MATERIAL:
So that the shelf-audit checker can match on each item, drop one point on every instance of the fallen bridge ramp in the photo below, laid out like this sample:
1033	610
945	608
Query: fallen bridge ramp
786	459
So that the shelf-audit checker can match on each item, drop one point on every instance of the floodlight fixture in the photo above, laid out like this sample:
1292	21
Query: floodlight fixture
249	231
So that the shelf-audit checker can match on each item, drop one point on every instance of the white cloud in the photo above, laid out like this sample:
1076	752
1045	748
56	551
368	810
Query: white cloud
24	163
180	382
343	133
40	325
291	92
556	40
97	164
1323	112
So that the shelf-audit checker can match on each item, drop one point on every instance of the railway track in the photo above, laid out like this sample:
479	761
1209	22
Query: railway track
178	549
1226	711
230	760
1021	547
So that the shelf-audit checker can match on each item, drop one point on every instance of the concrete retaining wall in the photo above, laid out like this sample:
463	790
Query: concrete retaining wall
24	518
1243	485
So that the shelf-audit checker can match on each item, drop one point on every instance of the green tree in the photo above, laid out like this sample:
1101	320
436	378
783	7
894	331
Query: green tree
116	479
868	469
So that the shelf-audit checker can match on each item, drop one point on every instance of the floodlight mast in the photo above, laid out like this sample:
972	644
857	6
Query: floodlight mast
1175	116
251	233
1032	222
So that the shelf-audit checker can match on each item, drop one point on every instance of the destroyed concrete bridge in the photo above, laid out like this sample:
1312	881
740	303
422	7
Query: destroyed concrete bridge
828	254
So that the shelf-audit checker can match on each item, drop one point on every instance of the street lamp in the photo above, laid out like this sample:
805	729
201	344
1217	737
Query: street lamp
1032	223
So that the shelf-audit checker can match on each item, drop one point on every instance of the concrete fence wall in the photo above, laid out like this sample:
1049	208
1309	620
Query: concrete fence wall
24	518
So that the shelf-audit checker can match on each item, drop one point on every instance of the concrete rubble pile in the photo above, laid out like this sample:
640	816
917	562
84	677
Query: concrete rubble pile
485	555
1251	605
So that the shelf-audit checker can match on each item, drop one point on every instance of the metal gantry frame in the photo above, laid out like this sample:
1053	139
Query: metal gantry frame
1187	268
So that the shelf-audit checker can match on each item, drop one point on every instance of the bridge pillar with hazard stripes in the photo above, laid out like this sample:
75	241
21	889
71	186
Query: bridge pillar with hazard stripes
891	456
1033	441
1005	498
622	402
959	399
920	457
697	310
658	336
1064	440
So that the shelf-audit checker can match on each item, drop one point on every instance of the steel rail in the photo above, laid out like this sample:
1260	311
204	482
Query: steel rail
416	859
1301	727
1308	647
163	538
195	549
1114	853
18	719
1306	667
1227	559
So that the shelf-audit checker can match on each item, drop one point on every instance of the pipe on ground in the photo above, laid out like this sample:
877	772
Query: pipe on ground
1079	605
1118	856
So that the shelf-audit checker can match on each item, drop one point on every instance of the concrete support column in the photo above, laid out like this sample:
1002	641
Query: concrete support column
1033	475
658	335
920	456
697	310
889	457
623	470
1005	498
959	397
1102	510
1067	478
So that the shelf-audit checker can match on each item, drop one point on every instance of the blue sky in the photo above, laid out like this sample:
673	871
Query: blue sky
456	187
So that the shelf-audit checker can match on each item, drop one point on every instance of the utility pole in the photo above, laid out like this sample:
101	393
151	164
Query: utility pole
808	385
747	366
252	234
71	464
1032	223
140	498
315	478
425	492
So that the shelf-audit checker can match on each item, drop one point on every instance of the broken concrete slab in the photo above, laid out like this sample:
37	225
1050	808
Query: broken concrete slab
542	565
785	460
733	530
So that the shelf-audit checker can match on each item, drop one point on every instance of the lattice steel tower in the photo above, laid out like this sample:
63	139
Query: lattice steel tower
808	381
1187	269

TASK PROMPT: Produce an exact copy of every entry above.

RESULT OF THE TASK:
So that the shelf-audit checker can match on each item, drop one point on every instance of the fallen bridge ramp in the photo below, laid out like this sample:
1033	610
945	608
Query: fallen bridge ramp
786	459
So that the shelf-audit checker can match on each item, drop one point on every instance of the floodlight fixture in the photo above, laid out like this sample:
1292	21
Query: floodlight fixture
249	231
So that the shelf-audit checker can match on each item, drop one point on every instance of the white cloud in the photo above, laid out like this sample:
1076	752
1045	748
56	551
368	810
Query: white cloud
24	163
180	382
343	133
40	325
291	92
556	40
97	164
1323	112
So that the shelf-audit checker can match on each item, drop one point on every instance of the railway track in the photo above, laid out like this sample:
479	761
1209	22
Query: railway track
178	549
1226	711
230	760
1021	547
So that the shelf-audit checker can match on each item, drop one point on every instance of the concrete retaining wall in the photo above, laid out like this sample:
463	790
Query: concrete retaining wall
24	518
1243	485
So that the shelf-audit checker can match on each item, drop one point on every instance of the green tree in the photo above, laid out like this sample:
1101	320
436	378
783	7
894	331
Query: green tree
116	479
868	469
So that the shelf-audit checker can match on each item, drop one point on every instance of the floodlight mast in the photo above, laid out like this sample:
972	644
857	6
Query: floodlight mast
1175	116
251	233
1032	222
So that the shelf-audit checker can match on each item, drop one point on every instance of the destroyed concrete bridge in the photo above, laid out like this sample:
1312	881
740	303
422	7
Query: destroyed concrete bridge
828	254
So that the shelf-audit checker can match on each item, drop one point on every instance of the street lamp in the photo above, laid out like this sample:
805	729
201	344
1217	737
Query: street lamp
1032	223
So that the shelf-audit checker can match on each item, drop one point on every instance of the concrete fence wall in the photo above, laid out like this sample:
1049	208
1309	620
Query: concrete fence wall
24	518
So that the shelf-audit checker can match on each item, drop one point on every instance of the concrete rubble pile in the photo above, laid out like this sample:
640	816
917	562
84	677
Query: concrete rubble pile
485	555
1251	605
So that the shelf-audit checker can match on each item, drop one point on every instance of the metal gantry frame in the photo above, laid out like this sample:
1053	139
Query: metal gantry frame
1187	268
So that the shelf-audit checker can match on each item, drop one point on every instance of the bridge pillar with hazard stripes in the photo above, laid out like this sample:
75	241
21	889
71	186
Query: bridge pillar with hazard stripes
891	456
1033	441
1005	498
622	402
959	399
920	457
697	310
658	336
1064	440
So that the shelf-audit checker can match on each item, drop one point on every instance of the steel rail in the photo above, laid out like this sample:
1260	311
204	482
Query: steel rail
416	859
1301	727
1308	647
163	538
195	549
1114	853
18	719
1306	667
1227	559
So that the shelf-audit checker can match on each item, drop one point on every instance of the pipe on ground in the photo above, laid out like this sample:
877	772
Query: pipe on ground
1079	605
1118	856
So that the shelf-audit checker can match on each item, drop one point on every instance of the concrete support column in the photo above, laid out like this sample:
1002	641
Query: concrete support column
1033	475
658	335
920	456
697	310
889	457
623	470
1005	498
959	397
1102	510
1067	478
So that the shelf-audit checker can match on each item, drop one point on every instance of the blue sky in the photo above, laid out like this sample:
673	871
Query: blue sky
456	187
So that the shelf-audit checker can match on each item, drop one point on every instance of the utility pole in the photo above, laid out like this sample:
101	393
151	164
Query: utility pole
808	385
747	366
252	234
71	464
1032	223
140	498
315	478
425	492
So that the shelf-audit checker can match on each item, drop one point on every instance of the broken concrete slab in the photo above, laid out like this sample:
37	225
1050	808
Query: broken concrete slab
542	565
785	460
733	530
So that the shelf-audit checker can match on each item, drop one point on every instance of the lattice steel tower in the photo above, laid out like this sample:
63	139
Query: lattice steel tower
808	381
1187	269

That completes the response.